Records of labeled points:
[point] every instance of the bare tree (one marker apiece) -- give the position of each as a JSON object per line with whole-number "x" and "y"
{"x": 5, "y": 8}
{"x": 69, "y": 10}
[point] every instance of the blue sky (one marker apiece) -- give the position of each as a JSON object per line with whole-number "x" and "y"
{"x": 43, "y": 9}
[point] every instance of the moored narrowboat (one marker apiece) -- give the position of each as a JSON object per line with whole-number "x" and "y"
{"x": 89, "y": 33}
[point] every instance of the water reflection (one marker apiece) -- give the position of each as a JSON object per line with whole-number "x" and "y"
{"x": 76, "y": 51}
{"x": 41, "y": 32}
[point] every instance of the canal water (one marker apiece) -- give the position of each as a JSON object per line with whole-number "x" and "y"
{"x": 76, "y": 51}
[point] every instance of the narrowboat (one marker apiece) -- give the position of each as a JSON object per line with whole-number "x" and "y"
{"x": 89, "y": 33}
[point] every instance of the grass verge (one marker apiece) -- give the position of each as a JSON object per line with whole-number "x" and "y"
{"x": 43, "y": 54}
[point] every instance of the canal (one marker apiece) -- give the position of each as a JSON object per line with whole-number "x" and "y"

#### To be done:
In the material, from the line containing "[point] every instance of the narrowboat" through the end, substitute "grassy bank" for "grass verge" and give those lines again with nothing else altered.

#### Finished answer:
[point] every instance of the narrowboat (one marker apiece) -- give the position of each as a JSON object per line with whole-number "x" and "y"
{"x": 89, "y": 33}
[point] every instance of the grassy bank (one marker apiece) -- give the position of each as a JSON object per line with whole-number "x" and "y"
{"x": 43, "y": 54}
[point] every instance of the canal (one marker apiece) -- give the position of each as a JSON object per line with whole-number "x" and "y"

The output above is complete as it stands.